### REQUIRED WORK:
Omit the pictures and output every entry below exactly as written.

Photo-based point labeling data
####################
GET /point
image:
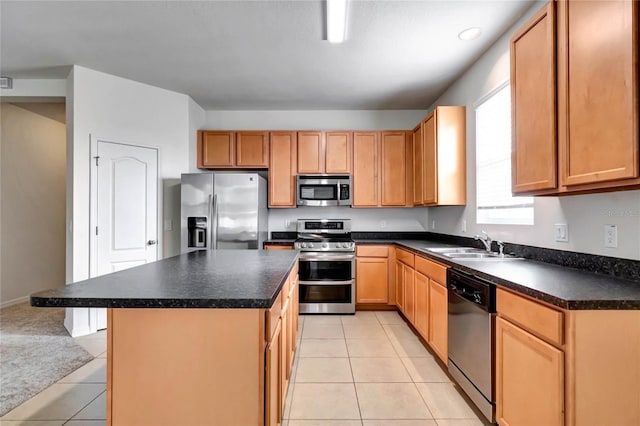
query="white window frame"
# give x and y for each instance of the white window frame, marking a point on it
(504, 209)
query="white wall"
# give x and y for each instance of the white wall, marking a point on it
(119, 110)
(586, 215)
(33, 204)
(314, 120)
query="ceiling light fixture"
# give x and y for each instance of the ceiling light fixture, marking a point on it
(336, 20)
(470, 34)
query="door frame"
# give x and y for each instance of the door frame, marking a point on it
(93, 209)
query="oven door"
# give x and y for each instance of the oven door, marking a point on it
(327, 283)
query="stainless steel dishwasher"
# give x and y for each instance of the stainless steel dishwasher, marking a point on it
(471, 315)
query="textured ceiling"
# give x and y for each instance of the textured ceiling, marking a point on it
(239, 55)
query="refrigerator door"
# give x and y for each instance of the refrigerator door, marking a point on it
(197, 203)
(236, 210)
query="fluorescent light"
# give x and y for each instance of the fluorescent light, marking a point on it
(470, 34)
(336, 20)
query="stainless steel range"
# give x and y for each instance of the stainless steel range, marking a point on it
(327, 266)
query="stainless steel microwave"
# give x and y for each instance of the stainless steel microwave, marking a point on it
(323, 190)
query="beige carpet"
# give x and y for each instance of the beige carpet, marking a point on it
(35, 352)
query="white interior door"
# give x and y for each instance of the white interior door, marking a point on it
(126, 210)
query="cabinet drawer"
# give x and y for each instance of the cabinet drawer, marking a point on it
(405, 257)
(372, 251)
(431, 269)
(543, 321)
(272, 317)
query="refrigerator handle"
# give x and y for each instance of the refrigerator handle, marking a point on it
(214, 223)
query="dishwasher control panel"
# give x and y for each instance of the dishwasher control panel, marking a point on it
(474, 289)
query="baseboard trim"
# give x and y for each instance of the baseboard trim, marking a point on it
(14, 301)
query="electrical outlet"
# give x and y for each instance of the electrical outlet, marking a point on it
(611, 236)
(561, 232)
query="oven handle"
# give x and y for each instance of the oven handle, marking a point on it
(327, 257)
(348, 282)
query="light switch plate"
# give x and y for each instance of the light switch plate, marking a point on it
(611, 236)
(561, 232)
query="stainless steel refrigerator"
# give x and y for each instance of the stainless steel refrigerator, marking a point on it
(223, 211)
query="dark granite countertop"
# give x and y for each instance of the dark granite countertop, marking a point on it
(565, 287)
(201, 279)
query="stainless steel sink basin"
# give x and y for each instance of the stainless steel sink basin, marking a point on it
(446, 250)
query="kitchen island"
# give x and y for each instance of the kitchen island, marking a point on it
(201, 338)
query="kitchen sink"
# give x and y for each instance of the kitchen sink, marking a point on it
(446, 250)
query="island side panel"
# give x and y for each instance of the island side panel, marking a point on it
(185, 366)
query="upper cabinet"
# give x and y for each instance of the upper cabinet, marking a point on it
(591, 106)
(223, 149)
(440, 170)
(338, 152)
(382, 169)
(533, 103)
(324, 152)
(282, 170)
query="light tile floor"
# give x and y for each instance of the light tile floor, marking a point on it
(367, 369)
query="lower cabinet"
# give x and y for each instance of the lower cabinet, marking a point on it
(529, 378)
(280, 348)
(421, 311)
(438, 319)
(372, 274)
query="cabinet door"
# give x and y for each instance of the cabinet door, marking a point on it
(338, 149)
(252, 149)
(310, 152)
(598, 91)
(272, 379)
(282, 170)
(365, 169)
(409, 294)
(418, 166)
(400, 285)
(430, 164)
(533, 103)
(438, 319)
(371, 280)
(394, 161)
(529, 378)
(421, 304)
(216, 149)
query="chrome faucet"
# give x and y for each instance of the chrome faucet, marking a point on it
(486, 240)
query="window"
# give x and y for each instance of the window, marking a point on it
(495, 204)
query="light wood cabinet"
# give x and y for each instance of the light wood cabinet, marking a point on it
(442, 175)
(372, 282)
(576, 131)
(598, 91)
(372, 274)
(273, 402)
(397, 169)
(310, 153)
(282, 170)
(438, 321)
(529, 378)
(338, 152)
(418, 166)
(224, 149)
(533, 104)
(216, 149)
(365, 191)
(252, 149)
(421, 312)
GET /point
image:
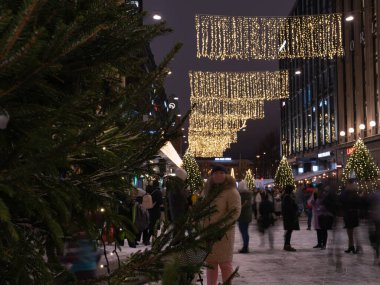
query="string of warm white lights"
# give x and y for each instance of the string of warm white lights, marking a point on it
(268, 38)
(238, 87)
(208, 146)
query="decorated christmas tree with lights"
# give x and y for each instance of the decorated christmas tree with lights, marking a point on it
(194, 178)
(361, 166)
(284, 175)
(249, 179)
(77, 123)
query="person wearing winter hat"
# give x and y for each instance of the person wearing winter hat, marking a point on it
(245, 215)
(222, 251)
(289, 215)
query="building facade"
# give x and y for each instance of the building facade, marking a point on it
(333, 102)
(239, 166)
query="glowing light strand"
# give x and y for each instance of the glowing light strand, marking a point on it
(245, 38)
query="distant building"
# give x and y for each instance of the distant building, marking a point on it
(240, 166)
(333, 102)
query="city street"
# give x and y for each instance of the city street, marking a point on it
(307, 265)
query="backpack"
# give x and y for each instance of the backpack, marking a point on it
(147, 202)
(142, 218)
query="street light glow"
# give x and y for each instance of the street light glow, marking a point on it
(157, 17)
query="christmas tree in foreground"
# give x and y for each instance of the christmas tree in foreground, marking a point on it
(76, 91)
(361, 164)
(249, 179)
(284, 175)
(193, 173)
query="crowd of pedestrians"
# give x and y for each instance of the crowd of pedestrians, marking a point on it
(321, 203)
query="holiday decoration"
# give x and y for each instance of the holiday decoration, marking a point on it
(249, 179)
(284, 175)
(268, 38)
(361, 165)
(194, 179)
(4, 119)
(235, 90)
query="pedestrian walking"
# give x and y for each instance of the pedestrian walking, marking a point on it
(245, 215)
(154, 212)
(266, 218)
(322, 217)
(222, 251)
(289, 215)
(350, 202)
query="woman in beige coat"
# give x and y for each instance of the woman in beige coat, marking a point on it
(222, 251)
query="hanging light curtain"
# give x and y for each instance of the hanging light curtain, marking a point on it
(269, 38)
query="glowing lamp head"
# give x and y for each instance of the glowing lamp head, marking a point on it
(157, 17)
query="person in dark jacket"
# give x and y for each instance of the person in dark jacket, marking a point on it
(245, 215)
(155, 212)
(350, 206)
(266, 220)
(178, 199)
(290, 215)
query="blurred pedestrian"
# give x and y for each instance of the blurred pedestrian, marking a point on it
(350, 206)
(178, 199)
(322, 217)
(289, 215)
(266, 219)
(154, 212)
(245, 215)
(222, 251)
(83, 256)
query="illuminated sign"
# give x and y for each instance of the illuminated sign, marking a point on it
(324, 154)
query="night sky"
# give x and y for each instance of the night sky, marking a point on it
(179, 15)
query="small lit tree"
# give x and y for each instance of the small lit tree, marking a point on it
(232, 172)
(249, 179)
(194, 177)
(284, 175)
(362, 165)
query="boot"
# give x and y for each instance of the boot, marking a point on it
(244, 250)
(350, 249)
(289, 248)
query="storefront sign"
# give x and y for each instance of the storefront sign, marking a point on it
(324, 154)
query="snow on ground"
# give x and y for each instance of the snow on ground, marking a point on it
(305, 266)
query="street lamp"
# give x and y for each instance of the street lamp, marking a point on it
(157, 17)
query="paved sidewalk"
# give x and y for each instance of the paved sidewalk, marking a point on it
(306, 266)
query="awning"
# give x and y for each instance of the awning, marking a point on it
(169, 152)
####################
### EXERCISE SOLUTION:
GET /point
image:
query="white window frame"
# give x and y for each instance of the white window frame, marking a point on it
(504, 209)
query="white wall"
# give x and y for each instance of the white wall, marking a point on it
(119, 110)
(586, 215)
(33, 204)
(314, 120)
query="ceiling light fixture"
# give x and y for each instance of the ceiling light fixture, marking a point on it
(336, 20)
(470, 34)
query="door frame"
# give x and y for each instance of the door frame, marking a point on it
(93, 209)
query="oven door"
# give x and y for each instance of the oven door, marking a point on it
(327, 283)
query="stainless steel dishwasher"
# give x and y for each instance of the stainless steel dishwasher, marking a point on it
(471, 315)
query="textured ceiling"
# give x and y for each instance of the textured ceiling, marking a point on it
(239, 55)
query="refrigerator door"
# give x and y for each instance of the refrigerator door, marking a point on it
(197, 203)
(236, 210)
query="fluorescent light"
# give x and y for each instance of the fluorescent light, marking a point on it
(470, 34)
(336, 20)
query="stainless steel range"
# give x and y for each instance of the stainless steel range, marking a point on it
(327, 266)
query="stainless steel microwave"
# give x and y for each instance of the stainless steel microwave, marking a point on it
(323, 190)
query="beige carpet"
# give x and y for each instance of the beige carpet, marking a point on it
(35, 352)
query="white interior door"
# give x and y for each instance of the white interior door, marking a point on it
(126, 210)
query="cabinet drawer"
# give x and y for each instance of the cabinet drawer, marking a point on it
(405, 257)
(372, 251)
(431, 269)
(543, 321)
(272, 317)
query="refrigerator handle"
# give x and y for each instance of the refrigerator handle, marking a point on it
(214, 223)
query="dishwasher control panel"
# give x and y for each instance of the dishwasher control panel, marking a point on it
(474, 289)
query="baseboard trim"
# give x and y for each instance of the baseboard trim, marking a point on it
(14, 301)
query="electrical outlet"
# give x and y for each instance of the electrical outlet, marking a point on it
(611, 236)
(561, 232)
query="oven handle"
# give x and y for each instance of the oven handle, marking a point on it
(327, 257)
(348, 282)
query="light switch plate"
# give x and y for each instance of the light switch plate, marking a point on it
(611, 236)
(561, 232)
query="stainless steel refrigerator"
# give x and y for each instance of the stainless steel refrigerator, marking a point on it
(223, 211)
query="dark granite countertop"
# give x and y for each instance of the dark granite countertop, marking a point on it
(565, 287)
(201, 279)
query="stainless steel sink basin"
# give x and y for each instance of the stainless steel sink basin, marking a point on it
(446, 250)
query="kitchen island"
# give x and y for each instance of the kitchen island, marking a point on it
(201, 338)
query="kitchen sink"
# give x and y for each instance of the kitchen sink, marking a point on it
(446, 250)
query="island side panel"
# give x and y for each instance of the island side panel, marking a point on it
(185, 366)
query="upper cabinet"
# give x and y for each instance of the upper cabinet, marking a point on it
(591, 106)
(223, 149)
(440, 170)
(338, 152)
(382, 169)
(533, 103)
(324, 152)
(282, 170)
query="light tile floor"
# give x and y for each instance of the light tile floor, marking a point on it
(367, 369)
query="lower cabinet"
# give x and y for each instance of the lower cabinet, marking a point on it
(529, 378)
(280, 348)
(421, 311)
(438, 319)
(372, 274)
query="cabinet door"
# give x and y for each instance of the cabinet door, marking a point on it
(338, 149)
(252, 149)
(310, 152)
(598, 91)
(272, 379)
(282, 170)
(365, 169)
(409, 294)
(418, 166)
(400, 285)
(430, 164)
(533, 103)
(438, 319)
(371, 280)
(394, 161)
(529, 378)
(421, 304)
(216, 149)
query="chrome faucet"
# give x and y for each instance of the chrome faucet, marking a point on it
(486, 240)
query="window"
# give x and y for each instance of the window, marking a point on it
(495, 204)
query="light wood cabinet"
# give x and y for each instance of the light wood cabinet, marking a point on it
(442, 175)
(372, 282)
(576, 131)
(598, 91)
(372, 274)
(273, 402)
(397, 169)
(310, 153)
(282, 170)
(438, 321)
(529, 378)
(338, 152)
(418, 166)
(224, 149)
(533, 104)
(216, 149)
(365, 191)
(252, 149)
(421, 312)
GET /point
image:
query="string of warm white lights"
# give x and y for each instance of the string of warm white lights, marking a point on it
(268, 38)
(238, 87)
(208, 146)
query="decorated christmas tree with lights"
# give x and y for each instance of the decorated christmas tree with lights, marking a point on it
(194, 178)
(361, 166)
(284, 175)
(249, 179)
(77, 123)
query="person wearing winter hat"
# give x and y for each instance of the person wearing winter hat, marking a point on it
(245, 215)
(222, 251)
(289, 215)
query="building facade"
# give x and y for each instance of the building facade, marking a point on it
(333, 102)
(239, 166)
query="glowing light strand"
# give x and y for each instance of the glowing light strand, marking a point on it
(245, 38)
query="distant building"
# give x and y for each instance of the distant building, marking a point on it
(240, 166)
(333, 102)
query="city street"
# give x and y for each instance of the city street, marking a point on it
(307, 265)
query="backpack"
# give x and y for each instance of the backpack, marking a point on it
(147, 202)
(142, 218)
query="street light glow"
# give x and y for each instance of the street light glow, marking a point on it
(157, 17)
query="christmas tree in foreground"
# give x and y for each instance of the christmas tree in foreground, marking a point on it
(76, 91)
(361, 164)
(249, 179)
(284, 175)
(193, 173)
query="crowd of pedestrians"
# give x and y for each instance of the crowd of pedestrians, marking a point on it
(321, 203)
query="holiday decoration"
# give x and y for each instance of the holiday decoration, marking a point on it
(249, 179)
(284, 175)
(268, 38)
(361, 165)
(194, 179)
(4, 119)
(235, 90)
query="pedestrian walking"
# give x and y for each instance of the pedestrian walking, marking a point on it
(245, 215)
(154, 212)
(266, 218)
(322, 217)
(222, 251)
(289, 215)
(350, 202)
query="woman in beige coat"
# give x and y for each instance of the woman in beige coat, marking a point on it
(222, 251)
query="hanging light curtain"
# give x and y for each instance of the hanging light curtain, marking a point on it
(269, 38)
query="glowing lamp head"
# give x and y for each instance of the glowing lamp head, marking a point on it
(157, 17)
query="person in dark jacket"
# give x and y for each instance of the person in dark jacket, marking a point on it
(245, 215)
(155, 212)
(350, 206)
(266, 220)
(178, 199)
(290, 215)
query="blurred pedestrian"
# give x and y for each instance of the blurred pedestrian, marking a point on it
(350, 206)
(178, 199)
(322, 217)
(289, 215)
(266, 219)
(154, 212)
(245, 215)
(222, 251)
(83, 256)
query="illuminated sign"
# give x and y for each instance of the illuminated sign, marking a point on it
(324, 154)
query="night sky"
# give x and y for each instance of the night sky, marking a point on it
(179, 15)
query="small lit tree"
# give x and y for each instance of the small lit tree, marking a point on it
(232, 172)
(249, 179)
(194, 177)
(284, 175)
(362, 165)
query="boot"
# give x and y for each instance of the boot, marking a point on it
(244, 250)
(350, 249)
(289, 248)
query="storefront sign"
# give x and y for each instance of the storefront sign, marking a point on it
(324, 154)
query="snow on ground"
# give x and y for each instance of the snow on ground, marking a point on it
(305, 266)
query="street lamp"
# give x and y for each instance of the street lamp, marking a point on it
(157, 17)
query="paved sidewalk"
# give x and y for each instance of the paved sidewalk, marking a point on it
(306, 266)
query="awning"
# give x and y for each instance of the awning, marking a point on it
(169, 152)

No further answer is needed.